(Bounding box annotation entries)
^^^^^^^^^^^^^^^^
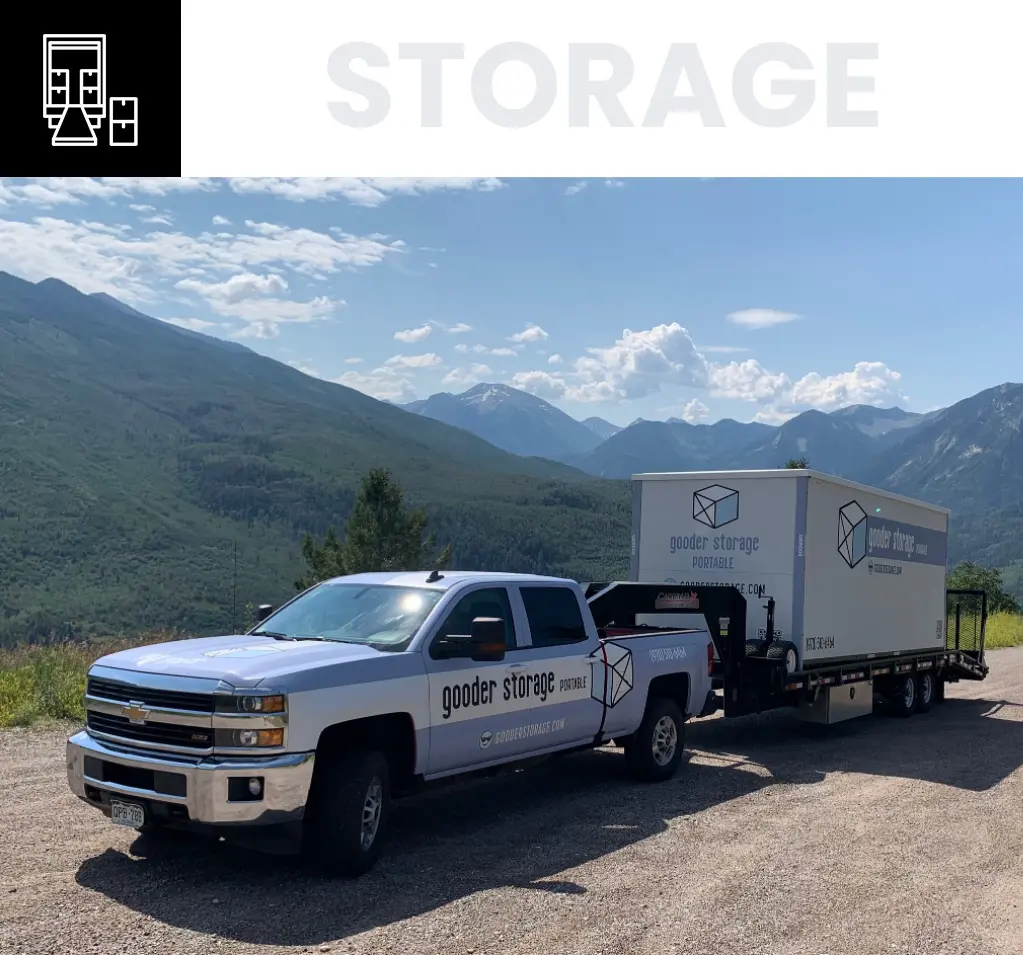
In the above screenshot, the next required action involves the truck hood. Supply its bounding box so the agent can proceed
[96,636,386,686]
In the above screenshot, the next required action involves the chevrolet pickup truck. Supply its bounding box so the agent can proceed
[66,571,719,876]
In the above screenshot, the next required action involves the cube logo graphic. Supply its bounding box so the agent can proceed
[43,33,138,146]
[838,501,866,567]
[693,484,739,528]
[589,641,635,708]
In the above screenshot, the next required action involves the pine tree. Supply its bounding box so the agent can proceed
[296,467,451,590]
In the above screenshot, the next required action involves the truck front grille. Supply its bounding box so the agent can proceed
[86,715,213,749]
[86,677,214,714]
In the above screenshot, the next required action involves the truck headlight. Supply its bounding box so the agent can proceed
[214,729,284,749]
[217,693,287,715]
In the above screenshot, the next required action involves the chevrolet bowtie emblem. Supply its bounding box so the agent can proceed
[121,699,149,723]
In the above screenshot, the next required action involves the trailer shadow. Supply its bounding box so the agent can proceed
[77,699,1023,947]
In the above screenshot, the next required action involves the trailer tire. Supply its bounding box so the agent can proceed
[303,749,391,878]
[888,673,918,718]
[917,671,937,713]
[767,640,799,674]
[625,696,685,782]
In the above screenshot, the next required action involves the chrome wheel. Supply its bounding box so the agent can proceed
[361,776,384,851]
[902,679,917,710]
[653,716,678,766]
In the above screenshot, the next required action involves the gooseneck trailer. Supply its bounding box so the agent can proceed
[587,469,988,723]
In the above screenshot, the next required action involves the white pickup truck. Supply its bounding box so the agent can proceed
[68,571,718,875]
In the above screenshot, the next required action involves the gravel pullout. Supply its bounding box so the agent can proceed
[0,649,1023,955]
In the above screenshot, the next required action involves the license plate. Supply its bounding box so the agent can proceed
[110,800,145,829]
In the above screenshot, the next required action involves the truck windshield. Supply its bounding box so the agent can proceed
[255,583,443,650]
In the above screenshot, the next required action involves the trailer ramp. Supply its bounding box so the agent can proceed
[945,590,988,680]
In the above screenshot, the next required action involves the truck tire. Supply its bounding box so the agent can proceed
[767,640,799,673]
[625,696,685,782]
[888,673,917,717]
[302,749,391,877]
[917,671,937,713]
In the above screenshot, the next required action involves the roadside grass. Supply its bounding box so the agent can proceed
[6,613,1023,729]
[0,631,184,728]
[984,613,1023,650]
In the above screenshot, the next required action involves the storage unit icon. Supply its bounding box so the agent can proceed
^^^^^^^^^^^^^^^^
**EXERCISE TASK:** Could you rewrite the lines of the items, starting at the line containing "the chevrolet pickup" and ending at the line containing "[217,693,287,715]", as a Markdown table with the columns Row and Line, numbering each row and leaving out blank lines?

**REPLY TO THE EXERCISE:**
| Row | Line |
|---|---|
| 1 | In the above screenshot, the next required action involves the chevrolet pickup truck. Supply its bounding box so the agent can proceed |
| 2 | [66,571,719,876] |
| 3 | In the above screenshot, the next required action involves the cube logo graphic. Supply its bounding box so the agent can proceed |
| 4 | [43,33,138,146] |
| 5 | [838,501,866,567] |
| 6 | [693,484,739,528] |
| 7 | [589,641,635,708] |
| 8 | In the above screenshot, the next required action involves the pine tree. Supply its bounding box so the agent can proceed |
| 9 | [296,467,451,590] |
| 10 | In the above screenshot, the next required action involves the truck front grille. Supply its bounding box so the agent can proceed |
| 11 | [86,715,213,749] |
| 12 | [86,677,214,714] |
| 13 | In the above screenshot, the next required action involves the truck headlight. Supply its bounding box so the agent can proceed |
| 14 | [214,729,284,749] |
| 15 | [217,693,287,715] |